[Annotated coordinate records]
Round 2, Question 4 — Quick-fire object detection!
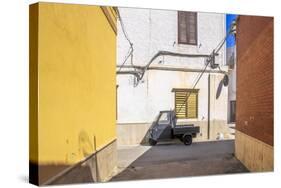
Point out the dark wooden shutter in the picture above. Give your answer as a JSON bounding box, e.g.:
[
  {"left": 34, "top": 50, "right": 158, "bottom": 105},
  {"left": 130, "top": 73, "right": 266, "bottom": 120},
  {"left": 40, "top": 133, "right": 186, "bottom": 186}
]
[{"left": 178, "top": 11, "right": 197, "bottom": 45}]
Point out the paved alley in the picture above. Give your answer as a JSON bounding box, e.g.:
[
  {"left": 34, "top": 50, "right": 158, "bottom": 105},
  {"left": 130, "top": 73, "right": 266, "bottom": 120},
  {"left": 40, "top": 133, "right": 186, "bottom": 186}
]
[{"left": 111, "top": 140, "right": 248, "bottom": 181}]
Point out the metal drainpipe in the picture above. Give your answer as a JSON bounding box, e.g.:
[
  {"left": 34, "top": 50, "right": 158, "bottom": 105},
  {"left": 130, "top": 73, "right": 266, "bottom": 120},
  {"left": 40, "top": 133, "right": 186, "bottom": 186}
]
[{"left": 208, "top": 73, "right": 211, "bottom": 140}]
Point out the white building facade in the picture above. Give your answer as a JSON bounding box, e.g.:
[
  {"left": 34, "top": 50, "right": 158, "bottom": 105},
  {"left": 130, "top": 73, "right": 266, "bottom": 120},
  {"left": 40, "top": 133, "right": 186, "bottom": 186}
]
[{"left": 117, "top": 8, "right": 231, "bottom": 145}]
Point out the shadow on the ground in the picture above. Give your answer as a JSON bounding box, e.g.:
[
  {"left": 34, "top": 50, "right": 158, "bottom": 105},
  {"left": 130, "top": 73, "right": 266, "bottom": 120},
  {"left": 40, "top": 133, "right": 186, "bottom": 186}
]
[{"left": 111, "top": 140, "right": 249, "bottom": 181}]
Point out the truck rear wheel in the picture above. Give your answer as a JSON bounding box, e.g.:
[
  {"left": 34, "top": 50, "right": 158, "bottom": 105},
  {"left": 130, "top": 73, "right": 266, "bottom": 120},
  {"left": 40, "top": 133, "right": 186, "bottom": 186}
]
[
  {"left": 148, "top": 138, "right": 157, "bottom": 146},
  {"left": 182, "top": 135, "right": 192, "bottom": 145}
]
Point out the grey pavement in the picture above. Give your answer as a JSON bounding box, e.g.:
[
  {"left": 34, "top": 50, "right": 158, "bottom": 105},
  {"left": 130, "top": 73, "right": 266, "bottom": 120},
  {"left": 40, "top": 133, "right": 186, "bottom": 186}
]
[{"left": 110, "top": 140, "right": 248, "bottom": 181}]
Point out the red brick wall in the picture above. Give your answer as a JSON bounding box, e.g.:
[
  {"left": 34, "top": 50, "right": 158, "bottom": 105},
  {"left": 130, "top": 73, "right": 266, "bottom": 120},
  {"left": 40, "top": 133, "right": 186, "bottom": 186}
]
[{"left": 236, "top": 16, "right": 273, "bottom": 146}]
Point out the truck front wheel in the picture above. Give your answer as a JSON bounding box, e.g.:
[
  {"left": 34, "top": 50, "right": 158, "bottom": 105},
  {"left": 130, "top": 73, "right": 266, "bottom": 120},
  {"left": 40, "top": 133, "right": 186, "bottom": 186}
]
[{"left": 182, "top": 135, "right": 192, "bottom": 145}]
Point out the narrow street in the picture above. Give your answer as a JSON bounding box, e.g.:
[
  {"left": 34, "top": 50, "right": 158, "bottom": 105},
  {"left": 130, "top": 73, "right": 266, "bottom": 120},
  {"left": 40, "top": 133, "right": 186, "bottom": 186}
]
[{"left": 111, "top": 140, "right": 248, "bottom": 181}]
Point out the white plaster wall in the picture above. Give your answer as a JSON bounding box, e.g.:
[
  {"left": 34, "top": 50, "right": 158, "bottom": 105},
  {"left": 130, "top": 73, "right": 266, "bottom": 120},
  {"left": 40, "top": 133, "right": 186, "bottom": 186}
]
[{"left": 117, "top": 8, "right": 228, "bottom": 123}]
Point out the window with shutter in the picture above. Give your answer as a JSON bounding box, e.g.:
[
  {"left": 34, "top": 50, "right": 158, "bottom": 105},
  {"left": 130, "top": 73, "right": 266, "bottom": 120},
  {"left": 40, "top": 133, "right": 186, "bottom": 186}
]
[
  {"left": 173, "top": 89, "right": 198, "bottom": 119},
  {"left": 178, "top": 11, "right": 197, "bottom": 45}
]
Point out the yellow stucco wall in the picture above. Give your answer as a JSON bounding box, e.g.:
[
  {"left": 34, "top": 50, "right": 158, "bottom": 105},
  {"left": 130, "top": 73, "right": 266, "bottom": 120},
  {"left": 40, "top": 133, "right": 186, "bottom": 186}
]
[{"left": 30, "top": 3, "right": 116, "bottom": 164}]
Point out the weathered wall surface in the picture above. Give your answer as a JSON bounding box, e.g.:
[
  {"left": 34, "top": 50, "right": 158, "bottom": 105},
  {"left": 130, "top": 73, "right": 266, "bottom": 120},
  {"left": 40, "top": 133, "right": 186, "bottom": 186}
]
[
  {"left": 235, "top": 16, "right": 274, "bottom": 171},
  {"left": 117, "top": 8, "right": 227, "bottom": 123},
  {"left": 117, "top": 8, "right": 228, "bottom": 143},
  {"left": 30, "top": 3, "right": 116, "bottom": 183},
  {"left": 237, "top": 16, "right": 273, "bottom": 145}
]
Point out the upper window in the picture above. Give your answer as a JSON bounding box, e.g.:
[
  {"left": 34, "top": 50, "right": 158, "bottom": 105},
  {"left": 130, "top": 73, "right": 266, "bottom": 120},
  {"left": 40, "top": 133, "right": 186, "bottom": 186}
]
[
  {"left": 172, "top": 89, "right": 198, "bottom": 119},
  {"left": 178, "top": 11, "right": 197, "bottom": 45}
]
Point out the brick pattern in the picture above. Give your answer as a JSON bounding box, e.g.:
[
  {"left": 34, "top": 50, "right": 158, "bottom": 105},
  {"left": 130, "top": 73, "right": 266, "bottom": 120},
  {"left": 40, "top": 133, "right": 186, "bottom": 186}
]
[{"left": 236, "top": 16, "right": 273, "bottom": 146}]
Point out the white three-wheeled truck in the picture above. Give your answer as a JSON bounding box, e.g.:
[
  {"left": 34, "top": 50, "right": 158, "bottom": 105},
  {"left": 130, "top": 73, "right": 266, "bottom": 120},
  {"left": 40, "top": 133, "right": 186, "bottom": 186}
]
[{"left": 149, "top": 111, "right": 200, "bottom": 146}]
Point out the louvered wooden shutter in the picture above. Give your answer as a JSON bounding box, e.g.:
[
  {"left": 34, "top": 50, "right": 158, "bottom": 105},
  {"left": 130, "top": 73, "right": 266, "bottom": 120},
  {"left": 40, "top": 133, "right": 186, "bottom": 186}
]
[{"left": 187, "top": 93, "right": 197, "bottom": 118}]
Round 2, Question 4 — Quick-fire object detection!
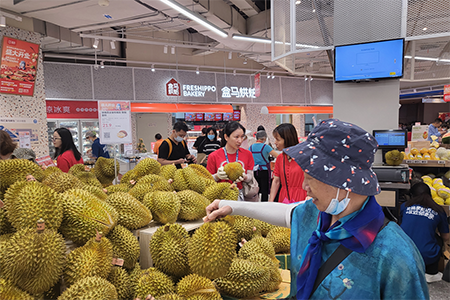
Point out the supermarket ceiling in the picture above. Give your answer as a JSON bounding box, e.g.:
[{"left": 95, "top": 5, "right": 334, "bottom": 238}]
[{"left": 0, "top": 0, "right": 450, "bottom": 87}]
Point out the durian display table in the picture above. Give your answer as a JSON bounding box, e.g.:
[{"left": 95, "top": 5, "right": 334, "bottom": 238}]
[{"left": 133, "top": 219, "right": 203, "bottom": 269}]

● Work required
Count the lines in the data above that contain the word "wall" and reply with only the number.

● Solution to this task
4